* What is expected
Please collect every line of the material below that contains the word "whereabouts" and copy each one unchanged. Case counts.

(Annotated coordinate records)
╔══

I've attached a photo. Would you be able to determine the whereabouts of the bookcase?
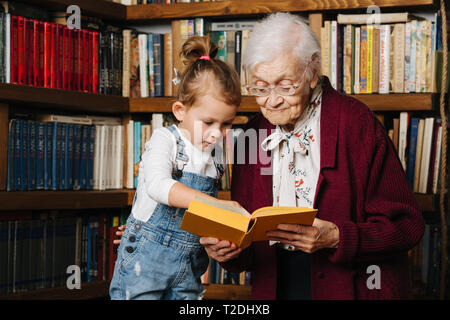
[0,0,446,299]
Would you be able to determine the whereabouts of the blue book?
[44,122,55,190]
[153,33,164,97]
[27,120,36,190]
[64,123,75,190]
[59,123,68,190]
[6,119,17,191]
[147,33,155,97]
[80,125,89,190]
[72,124,82,190]
[86,125,96,190]
[406,118,419,188]
[19,120,28,191]
[14,120,23,191]
[51,122,61,190]
[134,121,142,188]
[36,122,45,190]
[86,217,92,282]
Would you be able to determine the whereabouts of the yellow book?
[180,199,317,249]
[367,25,373,93]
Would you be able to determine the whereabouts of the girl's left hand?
[266,218,339,253]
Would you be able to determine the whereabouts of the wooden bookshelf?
[21,0,127,21]
[0,190,128,212]
[0,280,252,300]
[0,83,129,114]
[126,0,433,22]
[129,93,438,113]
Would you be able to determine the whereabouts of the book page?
[195,197,251,217]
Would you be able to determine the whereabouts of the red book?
[70,29,80,90]
[25,18,34,85]
[55,24,64,89]
[44,22,53,88]
[91,31,99,93]
[97,216,105,280]
[50,23,58,88]
[17,16,26,84]
[80,29,90,92]
[62,26,72,90]
[10,15,17,83]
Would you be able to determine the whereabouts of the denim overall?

╚══

* Answer in full
I've attached a photo. Would you be able to determine the whereabouts of the bookcase?
Would you be able to determine the whereabouts of the blue book?
Would you be able to determine the whereabouts of the yellow book?
Would you be able to determine the whereabouts of the girl's left hand?
Would you be able to determine the whereabouts of the wooden bookshelf?
Would you be able to determine the whereabouts of the book page?
Would you be able to determine the whereabouts of the red book?
Would you be able to determine the whereabouts of the denim overall?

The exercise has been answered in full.